:: Stored data ::
◇ ◇ ◇

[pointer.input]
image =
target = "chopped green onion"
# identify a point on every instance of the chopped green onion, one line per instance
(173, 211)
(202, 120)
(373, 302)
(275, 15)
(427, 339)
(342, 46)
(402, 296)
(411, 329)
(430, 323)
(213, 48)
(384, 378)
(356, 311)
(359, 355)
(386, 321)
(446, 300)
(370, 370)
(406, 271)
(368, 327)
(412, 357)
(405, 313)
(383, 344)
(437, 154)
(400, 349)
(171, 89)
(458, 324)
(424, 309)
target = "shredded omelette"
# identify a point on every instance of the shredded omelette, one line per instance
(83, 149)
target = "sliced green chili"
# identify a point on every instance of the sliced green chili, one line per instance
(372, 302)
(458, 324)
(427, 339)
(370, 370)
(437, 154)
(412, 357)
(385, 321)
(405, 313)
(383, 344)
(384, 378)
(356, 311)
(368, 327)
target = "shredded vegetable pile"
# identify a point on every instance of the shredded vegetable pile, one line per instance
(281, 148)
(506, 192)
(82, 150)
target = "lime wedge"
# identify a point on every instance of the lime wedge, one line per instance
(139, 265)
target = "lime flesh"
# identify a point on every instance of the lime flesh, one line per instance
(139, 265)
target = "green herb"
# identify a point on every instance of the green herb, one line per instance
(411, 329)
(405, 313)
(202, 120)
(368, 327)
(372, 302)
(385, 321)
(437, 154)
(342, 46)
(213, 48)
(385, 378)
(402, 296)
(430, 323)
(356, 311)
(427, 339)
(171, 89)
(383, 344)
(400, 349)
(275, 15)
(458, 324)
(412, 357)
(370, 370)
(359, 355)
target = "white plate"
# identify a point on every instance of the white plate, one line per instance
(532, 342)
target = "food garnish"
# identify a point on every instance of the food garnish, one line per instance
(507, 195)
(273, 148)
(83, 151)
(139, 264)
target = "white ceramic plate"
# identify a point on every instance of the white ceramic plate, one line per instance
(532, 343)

◇ ◇ ◇

The records above are to be copied in full, exactly as written.

:: Answer to this task ::
[pointer.input]
image =
target = "chopped green onion"
# identify a point on every instance of the chopped green onion, one line per instance
(173, 211)
(202, 120)
(373, 302)
(275, 15)
(427, 339)
(342, 46)
(402, 296)
(411, 329)
(430, 323)
(213, 48)
(384, 378)
(356, 311)
(359, 355)
(386, 321)
(446, 300)
(370, 370)
(406, 271)
(368, 327)
(412, 357)
(405, 313)
(383, 344)
(437, 154)
(400, 349)
(171, 89)
(458, 324)
(424, 309)
target = "shredded omelette"
# identify a point on every instance of the shredded omelette, one line per instance
(83, 149)
target = "sliced green chili"
# identify a point on every instance of the sliced green chili, one line per instance
(372, 302)
(458, 324)
(427, 339)
(370, 370)
(437, 154)
(412, 357)
(385, 321)
(405, 313)
(383, 344)
(384, 378)
(356, 311)
(368, 327)
target = "shredded vegetable pile"
# identify a point on every instance of the shredded vegetable pile, one line per instance
(281, 148)
(506, 192)
(82, 150)
target = "lime wedge"
# identify a point on every instance of the lime wedge, one line per instance
(139, 265)
target = "lime flesh"
# identify a point on every instance of the lime flesh, one line per instance
(139, 265)
target = "green herb"
# identify a point on every instance of the green herb, one line per instance
(411, 329)
(405, 313)
(202, 120)
(368, 327)
(372, 302)
(385, 321)
(437, 154)
(342, 46)
(213, 48)
(385, 378)
(402, 296)
(430, 323)
(356, 311)
(427, 339)
(171, 89)
(383, 344)
(400, 349)
(275, 15)
(458, 324)
(412, 357)
(370, 370)
(359, 355)
target = "white plate"
# identify a point on every instance of the white plate, one line per instance
(532, 342)
target = "food garnish"
# identify a point on every instance of the food garnish, one line per instance
(507, 195)
(273, 148)
(83, 151)
(139, 264)
target = "white ceramic plate"
# identify a point on every instance of the white ceramic plate, one line per instance
(532, 343)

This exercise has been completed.